*WHAT TO DO*
Rewrite the lines below as a numbered list, leaving out any blank lines.
════════════════════
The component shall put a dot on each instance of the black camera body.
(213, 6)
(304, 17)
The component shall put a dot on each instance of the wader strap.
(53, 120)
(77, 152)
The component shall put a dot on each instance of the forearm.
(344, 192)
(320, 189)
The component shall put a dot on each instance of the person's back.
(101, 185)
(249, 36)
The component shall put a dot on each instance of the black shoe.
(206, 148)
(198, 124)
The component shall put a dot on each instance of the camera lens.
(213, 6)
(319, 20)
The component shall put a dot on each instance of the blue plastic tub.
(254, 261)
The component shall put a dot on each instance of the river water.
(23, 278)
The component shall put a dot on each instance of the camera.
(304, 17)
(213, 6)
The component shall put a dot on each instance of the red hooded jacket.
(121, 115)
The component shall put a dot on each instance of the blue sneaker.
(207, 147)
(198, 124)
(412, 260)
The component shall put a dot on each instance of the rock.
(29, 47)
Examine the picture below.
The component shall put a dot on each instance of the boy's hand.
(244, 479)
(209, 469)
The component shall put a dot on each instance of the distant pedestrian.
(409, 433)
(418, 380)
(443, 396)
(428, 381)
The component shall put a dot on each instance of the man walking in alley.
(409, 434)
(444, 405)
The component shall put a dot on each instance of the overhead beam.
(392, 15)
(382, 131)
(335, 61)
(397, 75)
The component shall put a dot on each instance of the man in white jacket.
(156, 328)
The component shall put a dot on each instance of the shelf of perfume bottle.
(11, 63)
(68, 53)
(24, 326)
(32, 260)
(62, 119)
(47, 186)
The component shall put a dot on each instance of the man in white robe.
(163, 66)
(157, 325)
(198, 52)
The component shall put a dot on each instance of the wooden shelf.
════════════════════
*TASK RESULT*
1. The component shall put a dot on each instance of the black camera body.
2. (213, 6)
3. (304, 17)
4. The component shall put a dot on each instance of the wader strap.
5. (53, 120)
6. (77, 152)
7. The component shall put a dot on each instance of the forearm.
8. (344, 192)
9. (320, 189)
10. The component shall put a dot on each instance of the person's back.
11. (101, 185)
12. (249, 36)
13. The component shall put a dot on each instance of the black shoe.
14. (206, 148)
15. (198, 124)
16. The component shall put a dot on each instance of the camera lens.
17. (213, 6)
18. (319, 20)
19. The component shall put a dot on each instance of the blue plastic tub.
20. (254, 261)
21. The component shall put a dot on each instance of the river water.
22. (23, 278)
23. The component shall put a dot on each instance of the camera.
24. (304, 17)
25. (213, 6)
26. The component shall put a dot on each instance of the red hooded jacket.
27. (121, 115)
28. The component shall put a dot on each instance of the blue sneaker.
29. (207, 147)
30. (198, 124)
31. (412, 260)
32. The component shall put a dot on each instance of the rock.
33. (29, 47)
34. Examine the picture below.
35. The component shall put a dot on each instance of the boy's hand.
36. (244, 479)
37. (209, 469)
38. The component shall put a dot on each instance of the distant pedestrian.
39. (409, 433)
40. (418, 380)
41. (443, 396)
42. (428, 381)
43. The component shall put a dot on each instance of the man walking in alley.
44. (409, 434)
45. (444, 405)
46. The component shall put a dot on each instance of the overhead beam.
47. (392, 15)
48. (382, 131)
49. (335, 61)
50. (397, 75)
51. The component shall put a dot on each instance of the man in white jacket.
52. (156, 328)
53. The component shall put a dot on each instance of the shelf of perfume bottle.
54. (11, 63)
55. (68, 53)
56. (24, 326)
57. (32, 260)
58. (62, 119)
59. (47, 186)
60. The component shall put a dot on each instance of the man in white robe.
61. (163, 66)
62. (157, 325)
63. (198, 52)
64. The component shall put a dot on each instance of the wooden shelf.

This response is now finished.